◆ **WHAT THE TASK ASKS**
Your job is to write out each record precisely as it stands.

◆ ◆ ◆ ◆ ◆

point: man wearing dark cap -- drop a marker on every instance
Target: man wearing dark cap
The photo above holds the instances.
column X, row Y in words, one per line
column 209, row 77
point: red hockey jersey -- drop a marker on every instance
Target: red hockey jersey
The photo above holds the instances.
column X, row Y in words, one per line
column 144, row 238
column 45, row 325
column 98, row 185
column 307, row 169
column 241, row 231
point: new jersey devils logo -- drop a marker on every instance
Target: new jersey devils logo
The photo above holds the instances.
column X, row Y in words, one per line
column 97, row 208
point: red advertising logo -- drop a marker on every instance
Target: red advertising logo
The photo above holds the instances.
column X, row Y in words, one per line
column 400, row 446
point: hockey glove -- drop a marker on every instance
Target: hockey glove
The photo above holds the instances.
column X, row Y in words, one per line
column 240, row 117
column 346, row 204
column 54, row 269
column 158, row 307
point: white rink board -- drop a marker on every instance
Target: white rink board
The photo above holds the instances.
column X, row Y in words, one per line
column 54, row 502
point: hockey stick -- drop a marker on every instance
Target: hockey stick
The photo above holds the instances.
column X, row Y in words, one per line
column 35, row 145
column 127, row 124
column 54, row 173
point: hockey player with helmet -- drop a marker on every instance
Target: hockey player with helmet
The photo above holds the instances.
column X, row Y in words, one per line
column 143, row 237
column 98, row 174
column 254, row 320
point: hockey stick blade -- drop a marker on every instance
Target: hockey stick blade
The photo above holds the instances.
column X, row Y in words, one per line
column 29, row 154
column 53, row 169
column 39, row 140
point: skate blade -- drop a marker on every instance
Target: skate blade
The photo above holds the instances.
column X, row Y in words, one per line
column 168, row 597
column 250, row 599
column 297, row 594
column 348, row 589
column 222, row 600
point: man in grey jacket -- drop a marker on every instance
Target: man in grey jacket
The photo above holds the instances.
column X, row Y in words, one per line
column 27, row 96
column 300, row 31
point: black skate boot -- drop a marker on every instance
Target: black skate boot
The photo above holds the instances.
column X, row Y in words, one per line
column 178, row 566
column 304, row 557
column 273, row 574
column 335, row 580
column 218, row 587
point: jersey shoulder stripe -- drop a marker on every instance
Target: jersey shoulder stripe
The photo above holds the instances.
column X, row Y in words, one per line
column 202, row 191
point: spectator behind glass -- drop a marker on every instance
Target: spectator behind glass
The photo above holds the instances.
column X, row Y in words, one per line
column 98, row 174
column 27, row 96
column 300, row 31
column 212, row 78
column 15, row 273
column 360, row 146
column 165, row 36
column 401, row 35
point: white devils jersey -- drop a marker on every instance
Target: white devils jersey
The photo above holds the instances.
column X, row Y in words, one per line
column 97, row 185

◆ ◆ ◆ ◆ ◆

◆ **RESULT OF THE EXERCISE**
point: man wearing dark cap -- drop a marker on every instance
Target: man wearing dark cap
The photo above holds the instances.
column X, row Y in words, one per line
column 209, row 77
point: red hockey jersey -- drop a marker on every instance
Target: red hockey jersey
The photo above holds the instances.
column X, row Y in words, one per line
column 144, row 238
column 45, row 325
column 98, row 185
column 307, row 169
column 241, row 231
point: new jersey devils logo -- drop a marker on every instance
Target: new jersey devils logo
The photo above holds the instances.
column X, row Y in words, one per line
column 97, row 208
point: red advertising logo -- drop a marker on every instance
Target: red advertising logo
The photo above holds the instances.
column X, row Y in words, one per line
column 400, row 446
point: hockey glove -- drop a marker on every instance
Target: hockey glove
The photo above holds the instances.
column X, row Y in words, one per line
column 240, row 117
column 346, row 204
column 54, row 269
column 158, row 307
point: white rink board -- drop a marker on every instance
Target: white rink board
The photo above holds the instances.
column X, row Y in words, one per line
column 54, row 502
point: hockey stick -- drop a marker on every instance
Target: hockey stick
The photo above holds the instances.
column X, row Y in words, one per line
column 35, row 145
column 127, row 124
column 54, row 173
point: hockey player with helmet -- drop a marker on every instance
Target: hockey player with helmet
The photo above holds the instances.
column X, row Y in words, one per line
column 143, row 237
column 98, row 174
column 254, row 320
point: hockey stick blade -- drop a marker on every instance
Target: hockey stick blade
The photo above holds the instances.
column X, row Y in words, one per line
column 29, row 154
column 53, row 169
column 39, row 140
point: skate blade -- drop a marker on every instance
Target: skate blade
The photo above holds the instances.
column X, row Y in words, one per line
column 168, row 597
column 250, row 599
column 297, row 594
column 348, row 589
column 222, row 600
point: man in grey jacket -- drop a marker on every instance
Target: man in grey jacket
The photo above holds the instances.
column X, row Y in words, one per line
column 27, row 96
column 300, row 31
point: black skate boot -- drop a marker on every instance
Target: black skate boot
The photo above holds the instances.
column X, row Y in words, one per line
column 178, row 566
column 304, row 557
column 273, row 574
column 335, row 580
column 218, row 587
point: jersey shoulder stripe -- drop a marker on every instance
Target: jersey shoulder stripe
The photo above holds the instances.
column X, row Y in words, one per line
column 202, row 191
point: spectator behind glass -- drop a marker on every instance
Target: spectator behind glass
The photo above holds the instances.
column X, row Y in words, one per line
column 98, row 174
column 27, row 96
column 300, row 31
column 212, row 78
column 15, row 273
column 360, row 146
column 165, row 36
column 401, row 35
point: white devils jersey -- drop a marker on every instance
Target: white devils jersey
The photo above holds the instances.
column X, row Y in words, one per line
column 97, row 185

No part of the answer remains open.